Task prompt |
Can you rewrite every line of the rows below as a JSON list of strings, one string per line, leaving out blank lines?

Excerpted data |

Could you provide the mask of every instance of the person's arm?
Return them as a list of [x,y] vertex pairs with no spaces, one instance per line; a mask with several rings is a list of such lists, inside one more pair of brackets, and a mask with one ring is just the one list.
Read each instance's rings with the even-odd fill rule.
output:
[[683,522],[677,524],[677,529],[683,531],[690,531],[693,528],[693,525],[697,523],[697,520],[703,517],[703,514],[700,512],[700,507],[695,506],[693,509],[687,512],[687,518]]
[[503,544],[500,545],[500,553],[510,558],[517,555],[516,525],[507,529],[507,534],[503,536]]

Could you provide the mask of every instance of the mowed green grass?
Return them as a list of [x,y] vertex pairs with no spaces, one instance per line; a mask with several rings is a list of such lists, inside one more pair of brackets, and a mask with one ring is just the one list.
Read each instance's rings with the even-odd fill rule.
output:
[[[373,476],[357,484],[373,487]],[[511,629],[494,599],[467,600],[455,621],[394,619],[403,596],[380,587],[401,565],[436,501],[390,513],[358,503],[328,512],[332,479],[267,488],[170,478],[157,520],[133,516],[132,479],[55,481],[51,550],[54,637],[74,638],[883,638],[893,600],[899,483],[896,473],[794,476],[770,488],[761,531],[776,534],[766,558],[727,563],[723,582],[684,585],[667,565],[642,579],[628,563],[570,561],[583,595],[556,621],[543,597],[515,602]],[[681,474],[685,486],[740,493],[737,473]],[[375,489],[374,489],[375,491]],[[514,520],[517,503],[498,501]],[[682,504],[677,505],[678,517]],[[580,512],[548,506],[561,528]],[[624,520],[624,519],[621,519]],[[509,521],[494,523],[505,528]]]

Exercise solution |
[
  "Could you provide the mask of every instance of the person's arm?",
  "Return them as a list of [x,y] vertex pairs with no spaces, one instance per line; a mask with several rings is a list of such lists, inside one more pair of brackets, and a mask with one ring is just the one list.",
  "Read each instance's rings with the even-odd fill rule.",
  "output:",
  "[[683,522],[677,524],[677,529],[683,531],[690,531],[693,528],[693,525],[697,523],[697,520],[703,517],[703,514],[700,512],[700,507],[695,506],[693,509],[687,512],[687,518]]",
  "[[503,544],[500,545],[500,553],[510,558],[517,555],[516,525],[507,529],[507,534],[503,536]]",
  "Could you provide the mask of every instance of the mowed green grass?",
  "Return them as a list of [x,y] vertex pairs with no spaces, one instance per line; a mask with several rings is a list of such lists, inside one more pair of brackets, and a mask with one ring is just the one list.",
  "Read each instance's rings with the even-odd fill rule.",
  "output:",
  "[[[373,476],[357,484],[373,487]],[[511,629],[494,599],[467,600],[455,621],[394,619],[403,596],[380,587],[401,565],[436,501],[390,513],[358,503],[328,512],[332,479],[267,488],[170,478],[157,520],[133,516],[132,479],[55,481],[51,550],[54,637],[74,638],[883,638],[893,600],[899,483],[896,473],[794,476],[770,488],[761,531],[776,534],[766,558],[727,563],[723,582],[684,585],[667,565],[642,579],[628,563],[570,561],[583,595],[556,621],[543,597],[515,602]],[[681,474],[685,486],[740,493],[737,473]],[[375,489],[374,489],[375,491]],[[514,520],[517,503],[498,501]],[[682,504],[677,505],[678,517]],[[580,512],[548,506],[561,528]],[[624,520],[624,519],[621,519]],[[509,521],[494,523],[505,528]]]"
]